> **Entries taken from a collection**
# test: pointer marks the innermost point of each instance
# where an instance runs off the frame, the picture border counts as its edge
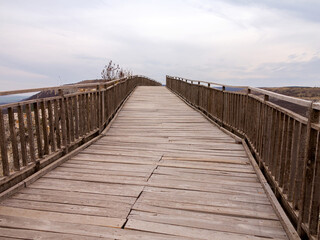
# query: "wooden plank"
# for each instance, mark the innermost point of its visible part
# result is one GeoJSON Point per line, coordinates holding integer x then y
{"type": "Point", "coordinates": [44, 127]}
{"type": "Point", "coordinates": [30, 133]}
{"type": "Point", "coordinates": [216, 222]}
{"type": "Point", "coordinates": [14, 141]}
{"type": "Point", "coordinates": [37, 127]}
{"type": "Point", "coordinates": [3, 147]}
{"type": "Point", "coordinates": [57, 116]}
{"type": "Point", "coordinates": [51, 127]}
{"type": "Point", "coordinates": [62, 217]}
{"type": "Point", "coordinates": [185, 231]}
{"type": "Point", "coordinates": [22, 136]}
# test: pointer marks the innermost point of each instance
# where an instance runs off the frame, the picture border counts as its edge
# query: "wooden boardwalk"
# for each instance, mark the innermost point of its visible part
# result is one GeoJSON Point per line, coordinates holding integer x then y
{"type": "Point", "coordinates": [162, 171]}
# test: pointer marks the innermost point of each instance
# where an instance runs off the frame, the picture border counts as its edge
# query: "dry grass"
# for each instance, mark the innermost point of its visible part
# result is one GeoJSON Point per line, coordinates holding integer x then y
{"type": "Point", "coordinates": [308, 93]}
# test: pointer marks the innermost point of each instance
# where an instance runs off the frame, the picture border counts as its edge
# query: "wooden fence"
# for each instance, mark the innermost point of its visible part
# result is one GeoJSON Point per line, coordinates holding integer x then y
{"type": "Point", "coordinates": [36, 132]}
{"type": "Point", "coordinates": [286, 145]}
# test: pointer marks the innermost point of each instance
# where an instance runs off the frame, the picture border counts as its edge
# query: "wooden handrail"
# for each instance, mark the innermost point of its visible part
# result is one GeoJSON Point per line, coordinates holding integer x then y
{"type": "Point", "coordinates": [70, 86]}
{"type": "Point", "coordinates": [285, 144]}
{"type": "Point", "coordinates": [36, 132]}
{"type": "Point", "coordinates": [297, 101]}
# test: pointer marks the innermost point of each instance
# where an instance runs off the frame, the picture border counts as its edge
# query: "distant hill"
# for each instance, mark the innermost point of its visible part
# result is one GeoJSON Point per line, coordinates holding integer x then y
{"type": "Point", "coordinates": [50, 93]}
{"type": "Point", "coordinates": [308, 93]}
{"type": "Point", "coordinates": [11, 99]}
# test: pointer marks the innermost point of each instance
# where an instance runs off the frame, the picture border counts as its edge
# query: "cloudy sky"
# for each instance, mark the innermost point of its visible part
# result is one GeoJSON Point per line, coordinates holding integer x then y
{"type": "Point", "coordinates": [239, 42]}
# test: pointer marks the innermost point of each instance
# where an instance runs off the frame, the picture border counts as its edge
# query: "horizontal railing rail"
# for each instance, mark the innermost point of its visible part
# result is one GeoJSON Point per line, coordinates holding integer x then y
{"type": "Point", "coordinates": [36, 132]}
{"type": "Point", "coordinates": [285, 144]}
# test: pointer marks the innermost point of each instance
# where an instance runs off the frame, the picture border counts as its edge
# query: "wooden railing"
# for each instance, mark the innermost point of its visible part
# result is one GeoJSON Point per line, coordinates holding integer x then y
{"type": "Point", "coordinates": [286, 145]}
{"type": "Point", "coordinates": [36, 132]}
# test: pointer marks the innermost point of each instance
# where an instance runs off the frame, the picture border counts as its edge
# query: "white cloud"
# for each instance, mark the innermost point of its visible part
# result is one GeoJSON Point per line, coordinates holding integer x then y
{"type": "Point", "coordinates": [235, 41]}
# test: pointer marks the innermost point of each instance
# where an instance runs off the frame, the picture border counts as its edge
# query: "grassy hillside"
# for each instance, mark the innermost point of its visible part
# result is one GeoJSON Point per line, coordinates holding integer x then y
{"type": "Point", "coordinates": [309, 93]}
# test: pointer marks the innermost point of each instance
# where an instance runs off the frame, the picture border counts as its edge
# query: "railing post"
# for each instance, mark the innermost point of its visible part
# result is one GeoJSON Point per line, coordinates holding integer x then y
{"type": "Point", "coordinates": [3, 147]}
{"type": "Point", "coordinates": [63, 120]}
{"type": "Point", "coordinates": [309, 198]}
{"type": "Point", "coordinates": [223, 105]}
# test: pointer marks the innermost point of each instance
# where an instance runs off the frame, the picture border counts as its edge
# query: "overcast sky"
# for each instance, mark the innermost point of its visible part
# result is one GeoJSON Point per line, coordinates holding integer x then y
{"type": "Point", "coordinates": [239, 42]}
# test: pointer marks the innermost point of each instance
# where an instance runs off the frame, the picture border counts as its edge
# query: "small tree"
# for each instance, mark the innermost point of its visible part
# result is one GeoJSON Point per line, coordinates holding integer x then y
{"type": "Point", "coordinates": [113, 71]}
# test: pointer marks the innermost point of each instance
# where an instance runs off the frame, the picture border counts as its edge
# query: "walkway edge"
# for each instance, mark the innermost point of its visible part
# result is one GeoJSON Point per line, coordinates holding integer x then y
{"type": "Point", "coordinates": [29, 180]}
{"type": "Point", "coordinates": [285, 222]}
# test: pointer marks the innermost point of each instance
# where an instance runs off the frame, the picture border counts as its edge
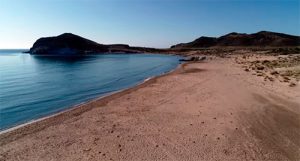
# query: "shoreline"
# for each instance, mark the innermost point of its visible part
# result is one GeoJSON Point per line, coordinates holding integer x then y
{"type": "Point", "coordinates": [211, 110]}
{"type": "Point", "coordinates": [78, 108]}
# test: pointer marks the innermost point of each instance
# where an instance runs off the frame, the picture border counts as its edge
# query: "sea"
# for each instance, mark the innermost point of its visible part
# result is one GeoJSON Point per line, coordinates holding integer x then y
{"type": "Point", "coordinates": [33, 87]}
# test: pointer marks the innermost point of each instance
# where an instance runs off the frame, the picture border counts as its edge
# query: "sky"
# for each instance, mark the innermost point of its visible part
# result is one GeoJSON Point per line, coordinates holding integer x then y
{"type": "Point", "coordinates": [150, 23]}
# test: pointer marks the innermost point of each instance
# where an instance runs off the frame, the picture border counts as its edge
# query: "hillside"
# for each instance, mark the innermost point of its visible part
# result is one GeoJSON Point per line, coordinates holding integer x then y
{"type": "Point", "coordinates": [260, 39]}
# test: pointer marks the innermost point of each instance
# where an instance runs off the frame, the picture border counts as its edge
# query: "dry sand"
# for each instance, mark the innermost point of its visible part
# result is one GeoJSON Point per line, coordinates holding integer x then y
{"type": "Point", "coordinates": [212, 110]}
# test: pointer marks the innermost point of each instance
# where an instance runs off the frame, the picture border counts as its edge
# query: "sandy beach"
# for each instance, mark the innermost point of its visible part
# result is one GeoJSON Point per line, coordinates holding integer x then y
{"type": "Point", "coordinates": [210, 110]}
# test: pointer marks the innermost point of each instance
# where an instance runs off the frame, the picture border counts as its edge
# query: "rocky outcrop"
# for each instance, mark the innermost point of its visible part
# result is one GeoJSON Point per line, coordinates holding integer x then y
{"type": "Point", "coordinates": [69, 44]}
{"type": "Point", "coordinates": [260, 39]}
{"type": "Point", "coordinates": [66, 44]}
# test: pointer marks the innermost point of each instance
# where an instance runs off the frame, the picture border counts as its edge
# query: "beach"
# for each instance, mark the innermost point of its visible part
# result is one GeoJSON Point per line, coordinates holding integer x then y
{"type": "Point", "coordinates": [209, 110]}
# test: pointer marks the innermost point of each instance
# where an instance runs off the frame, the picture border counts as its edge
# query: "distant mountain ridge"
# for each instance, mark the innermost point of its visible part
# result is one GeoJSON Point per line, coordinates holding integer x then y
{"type": "Point", "coordinates": [262, 38]}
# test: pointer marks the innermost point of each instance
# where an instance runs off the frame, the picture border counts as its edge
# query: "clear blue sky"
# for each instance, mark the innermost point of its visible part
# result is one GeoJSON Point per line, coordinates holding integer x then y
{"type": "Point", "coordinates": [152, 23]}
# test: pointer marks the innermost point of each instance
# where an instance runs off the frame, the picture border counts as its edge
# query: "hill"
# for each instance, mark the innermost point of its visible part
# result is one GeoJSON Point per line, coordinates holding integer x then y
{"type": "Point", "coordinates": [259, 39]}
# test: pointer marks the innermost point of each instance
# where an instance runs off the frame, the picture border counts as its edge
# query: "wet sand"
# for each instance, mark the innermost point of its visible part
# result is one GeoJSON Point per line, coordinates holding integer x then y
{"type": "Point", "coordinates": [213, 110]}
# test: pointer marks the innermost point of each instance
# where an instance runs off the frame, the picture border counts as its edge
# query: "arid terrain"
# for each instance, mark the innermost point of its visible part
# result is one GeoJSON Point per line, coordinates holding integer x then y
{"type": "Point", "coordinates": [235, 105]}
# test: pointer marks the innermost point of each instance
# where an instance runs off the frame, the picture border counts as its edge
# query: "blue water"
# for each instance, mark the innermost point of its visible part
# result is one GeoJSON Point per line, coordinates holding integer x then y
{"type": "Point", "coordinates": [32, 87]}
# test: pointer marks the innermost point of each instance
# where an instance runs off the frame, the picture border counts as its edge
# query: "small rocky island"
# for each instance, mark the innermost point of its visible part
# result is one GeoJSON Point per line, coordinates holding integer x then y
{"type": "Point", "coordinates": [66, 44]}
{"type": "Point", "coordinates": [69, 44]}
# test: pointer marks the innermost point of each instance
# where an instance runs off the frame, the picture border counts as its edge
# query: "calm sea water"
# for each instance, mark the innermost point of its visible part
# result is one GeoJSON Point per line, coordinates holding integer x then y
{"type": "Point", "coordinates": [32, 87]}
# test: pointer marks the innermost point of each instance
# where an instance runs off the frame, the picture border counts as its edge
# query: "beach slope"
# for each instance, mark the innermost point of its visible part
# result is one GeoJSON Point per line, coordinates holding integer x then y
{"type": "Point", "coordinates": [213, 110]}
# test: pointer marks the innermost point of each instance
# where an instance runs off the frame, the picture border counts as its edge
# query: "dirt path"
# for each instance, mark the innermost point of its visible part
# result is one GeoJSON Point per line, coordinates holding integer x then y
{"type": "Point", "coordinates": [202, 111]}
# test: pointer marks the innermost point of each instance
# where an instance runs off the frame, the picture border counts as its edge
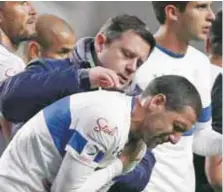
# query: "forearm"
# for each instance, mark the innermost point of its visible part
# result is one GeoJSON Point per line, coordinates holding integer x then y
{"type": "Point", "coordinates": [207, 142]}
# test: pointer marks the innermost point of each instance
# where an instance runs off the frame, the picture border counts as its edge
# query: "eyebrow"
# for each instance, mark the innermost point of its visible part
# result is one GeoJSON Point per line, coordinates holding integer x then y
{"type": "Point", "coordinates": [179, 127]}
{"type": "Point", "coordinates": [134, 54]}
{"type": "Point", "coordinates": [64, 49]}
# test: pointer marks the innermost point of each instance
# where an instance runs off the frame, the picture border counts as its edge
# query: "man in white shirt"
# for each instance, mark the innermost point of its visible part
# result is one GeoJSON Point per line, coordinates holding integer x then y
{"type": "Point", "coordinates": [17, 23]}
{"type": "Point", "coordinates": [181, 22]}
{"type": "Point", "coordinates": [67, 142]}
{"type": "Point", "coordinates": [213, 164]}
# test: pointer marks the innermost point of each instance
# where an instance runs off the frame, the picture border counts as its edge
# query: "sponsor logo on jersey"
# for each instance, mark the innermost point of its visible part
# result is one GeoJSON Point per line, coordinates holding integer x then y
{"type": "Point", "coordinates": [102, 125]}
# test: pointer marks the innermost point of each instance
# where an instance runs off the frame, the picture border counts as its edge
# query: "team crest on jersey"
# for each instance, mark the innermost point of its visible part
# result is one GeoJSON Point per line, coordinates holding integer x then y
{"type": "Point", "coordinates": [89, 153]}
{"type": "Point", "coordinates": [102, 125]}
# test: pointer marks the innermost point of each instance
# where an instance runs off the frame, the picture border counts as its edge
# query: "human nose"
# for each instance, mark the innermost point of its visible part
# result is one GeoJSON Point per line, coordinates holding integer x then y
{"type": "Point", "coordinates": [132, 66]}
{"type": "Point", "coordinates": [211, 15]}
{"type": "Point", "coordinates": [32, 10]}
{"type": "Point", "coordinates": [175, 138]}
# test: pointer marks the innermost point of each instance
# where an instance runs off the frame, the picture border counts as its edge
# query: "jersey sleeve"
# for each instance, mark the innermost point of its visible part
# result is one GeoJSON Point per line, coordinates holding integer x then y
{"type": "Point", "coordinates": [94, 137]}
{"type": "Point", "coordinates": [204, 88]}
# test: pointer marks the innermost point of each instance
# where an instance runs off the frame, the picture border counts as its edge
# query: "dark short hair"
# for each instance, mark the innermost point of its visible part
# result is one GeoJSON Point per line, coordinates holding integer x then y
{"type": "Point", "coordinates": [216, 34]}
{"type": "Point", "coordinates": [178, 91]}
{"type": "Point", "coordinates": [159, 8]}
{"type": "Point", "coordinates": [116, 26]}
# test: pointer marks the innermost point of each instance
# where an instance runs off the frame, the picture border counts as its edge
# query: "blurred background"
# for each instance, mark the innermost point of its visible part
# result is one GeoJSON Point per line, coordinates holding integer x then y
{"type": "Point", "coordinates": [86, 17]}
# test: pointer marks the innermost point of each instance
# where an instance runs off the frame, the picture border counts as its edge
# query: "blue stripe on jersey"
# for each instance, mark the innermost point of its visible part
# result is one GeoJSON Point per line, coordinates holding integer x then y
{"type": "Point", "coordinates": [170, 53]}
{"type": "Point", "coordinates": [77, 142]}
{"type": "Point", "coordinates": [99, 157]}
{"type": "Point", "coordinates": [58, 119]}
{"type": "Point", "coordinates": [205, 115]}
{"type": "Point", "coordinates": [190, 132]}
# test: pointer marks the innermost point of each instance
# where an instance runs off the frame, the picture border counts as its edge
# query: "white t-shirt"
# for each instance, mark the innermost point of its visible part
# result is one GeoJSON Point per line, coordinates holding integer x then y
{"type": "Point", "coordinates": [173, 171]}
{"type": "Point", "coordinates": [74, 136]}
{"type": "Point", "coordinates": [10, 64]}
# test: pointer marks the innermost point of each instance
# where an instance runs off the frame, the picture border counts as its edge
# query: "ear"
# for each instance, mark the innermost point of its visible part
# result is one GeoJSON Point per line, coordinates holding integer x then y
{"type": "Point", "coordinates": [33, 51]}
{"type": "Point", "coordinates": [172, 13]}
{"type": "Point", "coordinates": [100, 40]}
{"type": "Point", "coordinates": [157, 103]}
{"type": "Point", "coordinates": [208, 46]}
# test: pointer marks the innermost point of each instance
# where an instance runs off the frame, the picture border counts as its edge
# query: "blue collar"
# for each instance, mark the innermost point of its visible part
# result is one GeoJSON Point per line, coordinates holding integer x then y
{"type": "Point", "coordinates": [170, 53]}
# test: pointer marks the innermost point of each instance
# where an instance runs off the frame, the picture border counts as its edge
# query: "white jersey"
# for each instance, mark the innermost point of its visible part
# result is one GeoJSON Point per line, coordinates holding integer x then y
{"type": "Point", "coordinates": [88, 129]}
{"type": "Point", "coordinates": [10, 64]}
{"type": "Point", "coordinates": [173, 171]}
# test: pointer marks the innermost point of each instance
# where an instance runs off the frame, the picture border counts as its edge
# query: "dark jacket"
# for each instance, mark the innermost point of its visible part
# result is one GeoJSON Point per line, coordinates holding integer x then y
{"type": "Point", "coordinates": [45, 81]}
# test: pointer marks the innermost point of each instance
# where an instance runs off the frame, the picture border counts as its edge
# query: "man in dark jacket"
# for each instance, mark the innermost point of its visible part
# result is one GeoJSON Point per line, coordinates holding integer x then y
{"type": "Point", "coordinates": [121, 46]}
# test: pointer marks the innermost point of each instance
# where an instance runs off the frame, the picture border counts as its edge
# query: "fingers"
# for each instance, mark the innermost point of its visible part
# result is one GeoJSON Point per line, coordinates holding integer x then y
{"type": "Point", "coordinates": [103, 77]}
{"type": "Point", "coordinates": [109, 79]}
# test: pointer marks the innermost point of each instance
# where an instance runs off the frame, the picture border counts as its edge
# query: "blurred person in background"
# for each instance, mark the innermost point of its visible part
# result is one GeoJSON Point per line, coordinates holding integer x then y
{"type": "Point", "coordinates": [213, 165]}
{"type": "Point", "coordinates": [17, 24]}
{"type": "Point", "coordinates": [54, 39]}
{"type": "Point", "coordinates": [109, 60]}
{"type": "Point", "coordinates": [180, 23]}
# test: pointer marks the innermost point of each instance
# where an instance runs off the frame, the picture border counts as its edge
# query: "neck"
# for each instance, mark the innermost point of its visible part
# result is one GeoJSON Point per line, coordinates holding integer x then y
{"type": "Point", "coordinates": [137, 115]}
{"type": "Point", "coordinates": [165, 37]}
{"type": "Point", "coordinates": [216, 60]}
{"type": "Point", "coordinates": [6, 42]}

> **WRITTEN REQUEST**
Count the lines in the listing above that contain the word "jersey" and give only that number.

> **CORRECT OUTPUT**
5